*** Opening of Supplied information ***
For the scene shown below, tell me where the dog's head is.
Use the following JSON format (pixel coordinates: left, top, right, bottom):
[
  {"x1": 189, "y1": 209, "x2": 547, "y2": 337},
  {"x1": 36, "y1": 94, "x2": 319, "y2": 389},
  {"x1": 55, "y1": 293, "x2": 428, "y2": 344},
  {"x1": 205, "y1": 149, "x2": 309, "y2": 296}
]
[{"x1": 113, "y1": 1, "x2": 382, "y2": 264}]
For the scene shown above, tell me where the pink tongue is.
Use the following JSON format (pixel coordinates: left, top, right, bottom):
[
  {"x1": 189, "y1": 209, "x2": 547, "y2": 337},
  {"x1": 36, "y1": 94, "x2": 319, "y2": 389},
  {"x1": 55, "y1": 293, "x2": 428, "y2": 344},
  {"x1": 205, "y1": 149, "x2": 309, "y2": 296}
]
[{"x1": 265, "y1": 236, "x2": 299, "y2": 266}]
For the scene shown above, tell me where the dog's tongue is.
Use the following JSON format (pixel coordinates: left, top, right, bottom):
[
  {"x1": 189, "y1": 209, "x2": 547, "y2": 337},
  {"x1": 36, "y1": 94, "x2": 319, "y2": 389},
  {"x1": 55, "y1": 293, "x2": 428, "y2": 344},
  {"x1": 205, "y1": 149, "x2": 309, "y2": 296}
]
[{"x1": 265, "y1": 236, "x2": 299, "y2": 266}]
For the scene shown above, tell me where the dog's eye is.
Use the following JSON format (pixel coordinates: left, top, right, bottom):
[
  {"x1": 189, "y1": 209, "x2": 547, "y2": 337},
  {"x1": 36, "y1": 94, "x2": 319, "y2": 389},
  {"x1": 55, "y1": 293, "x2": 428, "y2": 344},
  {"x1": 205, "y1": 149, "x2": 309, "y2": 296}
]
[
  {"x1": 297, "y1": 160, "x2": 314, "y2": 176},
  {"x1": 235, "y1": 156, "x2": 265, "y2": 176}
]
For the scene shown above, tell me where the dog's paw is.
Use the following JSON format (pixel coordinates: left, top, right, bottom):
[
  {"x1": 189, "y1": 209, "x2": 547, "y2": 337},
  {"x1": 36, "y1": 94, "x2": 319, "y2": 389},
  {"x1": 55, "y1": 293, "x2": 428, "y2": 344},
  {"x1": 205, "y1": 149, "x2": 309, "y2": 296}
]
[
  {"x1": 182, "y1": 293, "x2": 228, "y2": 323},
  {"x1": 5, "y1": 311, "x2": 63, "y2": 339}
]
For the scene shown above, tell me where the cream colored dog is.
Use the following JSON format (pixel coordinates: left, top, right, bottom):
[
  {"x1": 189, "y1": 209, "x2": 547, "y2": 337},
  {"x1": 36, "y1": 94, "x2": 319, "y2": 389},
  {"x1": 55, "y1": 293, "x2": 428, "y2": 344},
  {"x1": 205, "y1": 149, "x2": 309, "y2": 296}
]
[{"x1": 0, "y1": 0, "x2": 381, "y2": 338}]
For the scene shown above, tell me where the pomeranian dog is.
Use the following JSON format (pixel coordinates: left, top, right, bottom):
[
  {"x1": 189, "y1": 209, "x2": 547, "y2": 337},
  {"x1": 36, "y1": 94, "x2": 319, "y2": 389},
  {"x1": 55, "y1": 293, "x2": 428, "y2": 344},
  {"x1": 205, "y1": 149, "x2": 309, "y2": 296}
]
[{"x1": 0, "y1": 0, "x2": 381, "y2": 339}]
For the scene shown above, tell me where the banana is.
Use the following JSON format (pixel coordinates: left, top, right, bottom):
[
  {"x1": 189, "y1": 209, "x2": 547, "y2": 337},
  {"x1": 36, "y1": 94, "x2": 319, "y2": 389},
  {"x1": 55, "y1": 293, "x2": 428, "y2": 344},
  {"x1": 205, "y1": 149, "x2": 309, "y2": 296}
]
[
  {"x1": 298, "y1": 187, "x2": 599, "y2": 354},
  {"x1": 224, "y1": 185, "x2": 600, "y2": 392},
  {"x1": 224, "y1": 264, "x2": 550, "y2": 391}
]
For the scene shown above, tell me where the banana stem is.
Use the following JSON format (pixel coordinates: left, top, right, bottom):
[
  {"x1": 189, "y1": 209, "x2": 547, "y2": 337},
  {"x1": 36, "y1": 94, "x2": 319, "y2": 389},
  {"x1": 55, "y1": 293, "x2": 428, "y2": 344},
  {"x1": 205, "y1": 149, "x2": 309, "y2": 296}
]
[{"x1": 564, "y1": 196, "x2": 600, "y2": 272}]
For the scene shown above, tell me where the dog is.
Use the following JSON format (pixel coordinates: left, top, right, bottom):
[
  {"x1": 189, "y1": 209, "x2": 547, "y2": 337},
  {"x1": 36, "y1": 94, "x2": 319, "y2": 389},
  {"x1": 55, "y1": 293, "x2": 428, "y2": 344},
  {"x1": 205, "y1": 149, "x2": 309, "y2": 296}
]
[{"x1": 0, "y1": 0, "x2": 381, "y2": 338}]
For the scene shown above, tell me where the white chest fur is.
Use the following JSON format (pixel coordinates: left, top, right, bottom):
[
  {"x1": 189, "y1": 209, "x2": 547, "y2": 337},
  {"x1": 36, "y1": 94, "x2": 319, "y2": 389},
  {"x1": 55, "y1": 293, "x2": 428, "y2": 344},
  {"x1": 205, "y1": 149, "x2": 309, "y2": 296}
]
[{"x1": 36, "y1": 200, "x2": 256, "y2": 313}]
*** Close of Supplied information ***
● **Work order**
Every line of the material that holds the word "tongue" must be found and copied.

● **Answer area**
For the scene shown above, tell me where the pink tongue is.
For the scene shown above, tell me where the dog's tongue is.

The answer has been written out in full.